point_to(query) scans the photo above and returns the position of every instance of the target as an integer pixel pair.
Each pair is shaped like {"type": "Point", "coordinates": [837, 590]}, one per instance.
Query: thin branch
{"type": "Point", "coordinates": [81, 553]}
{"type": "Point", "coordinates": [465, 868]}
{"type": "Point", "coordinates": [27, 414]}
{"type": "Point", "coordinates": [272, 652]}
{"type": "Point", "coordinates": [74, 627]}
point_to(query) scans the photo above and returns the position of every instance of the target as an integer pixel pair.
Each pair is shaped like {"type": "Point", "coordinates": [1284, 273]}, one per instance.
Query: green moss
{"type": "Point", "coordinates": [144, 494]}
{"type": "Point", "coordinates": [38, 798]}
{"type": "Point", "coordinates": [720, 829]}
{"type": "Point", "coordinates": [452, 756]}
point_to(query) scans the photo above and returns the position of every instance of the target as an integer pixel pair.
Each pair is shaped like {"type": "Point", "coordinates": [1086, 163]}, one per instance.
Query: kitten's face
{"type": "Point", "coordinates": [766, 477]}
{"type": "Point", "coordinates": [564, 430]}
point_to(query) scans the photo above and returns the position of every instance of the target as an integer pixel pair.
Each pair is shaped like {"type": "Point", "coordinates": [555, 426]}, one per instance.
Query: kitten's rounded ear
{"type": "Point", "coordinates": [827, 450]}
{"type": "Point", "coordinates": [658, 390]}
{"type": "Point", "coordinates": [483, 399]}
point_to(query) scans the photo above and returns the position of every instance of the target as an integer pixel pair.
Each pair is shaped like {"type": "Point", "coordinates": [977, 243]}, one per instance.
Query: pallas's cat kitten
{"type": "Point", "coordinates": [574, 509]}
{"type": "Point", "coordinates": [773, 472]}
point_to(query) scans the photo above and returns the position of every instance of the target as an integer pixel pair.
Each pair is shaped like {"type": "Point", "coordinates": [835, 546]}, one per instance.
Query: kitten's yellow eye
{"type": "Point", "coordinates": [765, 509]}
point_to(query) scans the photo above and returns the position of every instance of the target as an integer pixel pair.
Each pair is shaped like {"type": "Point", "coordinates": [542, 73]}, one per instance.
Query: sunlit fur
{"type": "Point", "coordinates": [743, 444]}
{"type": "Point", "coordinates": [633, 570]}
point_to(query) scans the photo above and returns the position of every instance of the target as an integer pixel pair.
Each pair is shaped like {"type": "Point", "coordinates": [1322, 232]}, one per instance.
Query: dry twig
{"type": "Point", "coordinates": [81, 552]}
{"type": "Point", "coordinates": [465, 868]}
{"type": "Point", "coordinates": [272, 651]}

**PROBLEM DESCRIPTION:** Give the listing again, word for word.

**RESULT FOR THIS TASK:**
point_to(query) scans the photo above and returns the position of every instance of the target as an integer pixel pair.
Each pair is shaped like {"type": "Point", "coordinates": [837, 590]}, one per instance.
Query: thin branch
{"type": "Point", "coordinates": [81, 553]}
{"type": "Point", "coordinates": [465, 868]}
{"type": "Point", "coordinates": [27, 414]}
{"type": "Point", "coordinates": [272, 652]}
{"type": "Point", "coordinates": [74, 627]}
point_to(query) scans the photo above and returns the position of every instance of the target as an integer pixel pair.
Each pair is shaped like {"type": "Point", "coordinates": [1284, 273]}, one per instance.
Query: green moss
{"type": "Point", "coordinates": [144, 494]}
{"type": "Point", "coordinates": [38, 798]}
{"type": "Point", "coordinates": [720, 829]}
{"type": "Point", "coordinates": [452, 756]}
point_to(query) scans the photo above and returns the position of every instance of the target as an integer pixel pair.
Each pair is shaped like {"type": "Point", "coordinates": [1086, 163]}, one per instance.
Query: kitten's face
{"type": "Point", "coordinates": [766, 477]}
{"type": "Point", "coordinates": [564, 430]}
point_to(query) scans the photo above and returns the position of every instance of the target as an integer pixel pair.
Each pair is shaped like {"type": "Point", "coordinates": [555, 426]}, one per instance.
Query: kitten's rounded ear
{"type": "Point", "coordinates": [827, 450]}
{"type": "Point", "coordinates": [658, 390]}
{"type": "Point", "coordinates": [483, 399]}
point_to(query) scans the photo above and returns the position of every instance of the target as an integer pixel pair.
Each pair is shaped like {"type": "Point", "coordinates": [977, 243]}, one per instance.
Query: pallas's cat kitten
{"type": "Point", "coordinates": [574, 509]}
{"type": "Point", "coordinates": [773, 472]}
point_to(query) scans the photo above and returns the position of every instance of the target as an integer pixel pair.
Each pair is shaped like {"type": "Point", "coordinates": [835, 546]}, one per instance.
Query: kitten's yellow eye
{"type": "Point", "coordinates": [765, 509]}
point_to(query) scans the photo above and returns the position of every instance of the target as an integer pixel pair.
Each pair is shaped like {"type": "Point", "coordinates": [542, 73]}, one per instance.
Query: sunlit fur
{"type": "Point", "coordinates": [743, 444]}
{"type": "Point", "coordinates": [633, 570]}
point_to(query) scans the photo above and returns the position of every instance of the target as an integer pixel pair.
Each pair is shaped like {"type": "Point", "coordinates": [1322, 232]}, one per instance.
Query: dry twig
{"type": "Point", "coordinates": [81, 552]}
{"type": "Point", "coordinates": [465, 868]}
{"type": "Point", "coordinates": [272, 651]}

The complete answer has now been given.